Using the passage on how asexually reproducing life forms are genetically grouped, explain in one to three sentences why a sexually reproducing population keeps its genetic similarity as a whole.

Document passage:
+--
Why are life forms that reproduce asexually still genetically grouped?

Species that use sex to reproduce mix the genetic information from the parents into the offspring, so whatever mixing around there is in the population as males and females pair off causes the entire group to retain genetic similarity.

If such a group is divided into isolated parts that don’t mix, the two groups maintain genetic similarity within but the groups drift apart and eventually are separate species.

How does it work with bacteria and hydras and algae and all the other life forms that don’t use sex? That is, why are e coli more similar to one another than either is to some other bacterium?

Isn’t every individual of an asexually reproducing species equally closely related to every other individual of all kinds of species, in the sense of the time that has passed since their entire tree of evolution started?

That’s an excellent question, and a key problem in identifying “species” among microorganisms.
+--
Data excerpt:
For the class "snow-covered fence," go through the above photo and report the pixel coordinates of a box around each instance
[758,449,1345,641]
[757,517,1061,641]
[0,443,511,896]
+--
Response to the exercise: In sexual reproduction, the parents' genetic information is mixed in their offspring. Because this mixing happens across the population as males and females pair off, the entire group retains genetic similarity.